▶ _Work instructions_: Output the records exactly. Include every line.

Pointing and labeling entries:

****************

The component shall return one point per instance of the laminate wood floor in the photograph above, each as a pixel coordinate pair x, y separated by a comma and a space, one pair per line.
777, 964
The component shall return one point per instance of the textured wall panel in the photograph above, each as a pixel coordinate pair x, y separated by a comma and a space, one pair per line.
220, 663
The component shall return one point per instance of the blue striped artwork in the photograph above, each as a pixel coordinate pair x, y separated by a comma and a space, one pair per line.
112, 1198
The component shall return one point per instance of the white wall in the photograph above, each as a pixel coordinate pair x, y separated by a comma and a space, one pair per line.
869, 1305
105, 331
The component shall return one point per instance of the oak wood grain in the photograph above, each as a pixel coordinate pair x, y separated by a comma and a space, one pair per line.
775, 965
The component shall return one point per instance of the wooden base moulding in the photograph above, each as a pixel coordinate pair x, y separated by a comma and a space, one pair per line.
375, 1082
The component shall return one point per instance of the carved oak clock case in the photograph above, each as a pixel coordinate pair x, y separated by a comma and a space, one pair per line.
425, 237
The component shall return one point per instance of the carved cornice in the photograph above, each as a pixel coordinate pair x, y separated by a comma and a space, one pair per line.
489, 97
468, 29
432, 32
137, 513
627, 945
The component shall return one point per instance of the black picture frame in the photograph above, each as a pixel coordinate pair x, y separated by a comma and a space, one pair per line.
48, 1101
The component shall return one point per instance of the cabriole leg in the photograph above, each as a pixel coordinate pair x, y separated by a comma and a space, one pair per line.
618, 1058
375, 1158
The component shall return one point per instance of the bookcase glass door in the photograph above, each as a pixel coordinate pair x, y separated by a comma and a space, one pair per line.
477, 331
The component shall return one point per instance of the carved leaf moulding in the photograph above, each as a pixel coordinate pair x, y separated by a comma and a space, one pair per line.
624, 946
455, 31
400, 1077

****************

▶ _Result of the task_:
The component shall return one point per instance of the laminate wood floor in the photograph above, each as a pixel coordinate pair x, y separated by a comma and a space, one pair per line.
777, 964
The component shall return one point per instance of the textured wall panel in the photograph above, each as a pixel coordinate pair x, y separated by a comma and a space, one pair per line.
220, 663
The component shall return one point per instance of the blue striped artwork in the photograph above, each as a pixel coordinate pair x, y separated by a comma and a space, one pair per line.
112, 1198
The component shall return one point per instance of the white wall in the photograph above, each as a pixel coordinate pair x, y separated by a comma and a space, one pair per line.
869, 1305
105, 331
The component shall return one point per instance of the oak wood grain in the photograph above, each as a pixel coordinate pair x, y separated by a comma and a space, one pair per line.
775, 965
The component shall return one point per instance of the wooden base moulding in the photograph above, each as a pixel coordinate pair x, y separated by a comma and a space, one pair per line.
375, 1082
The component shall return one point per instance of the carved oak clock case in the photograph above, each as a pixel coordinate pair x, y separated by a comma and a space, one pair per line.
425, 237
The component shall return one point per instance of the carved cornice in the photograph above, each as a pixel coordinate pair x, y separated by a comma and a space, one pair per line.
489, 97
468, 29
432, 32
137, 513
627, 945
The component shall return one point per instance of the black picture frame in the photograph above, each as a pixel coordinate pair x, y separated by a comma and a space, one pair per line.
48, 1101
The component shall return one point per instance of the cabriole leg in the photograph above, each as a pixel coordinate pair x, y separated by a comma and a space, one pair per line.
618, 1058
375, 1158
The component shall return one point per instance of the bookcase glass door in the photograph above, each as a pixel coordinate pair x, y separated by a comma and a space, one pair per line.
477, 331
The component shall return one point per instance of the carved leaf moulding in the photograph above, each as a pixel coordinate pair x, y separated by a comma and a space, one pair per line.
624, 946
455, 31
400, 1077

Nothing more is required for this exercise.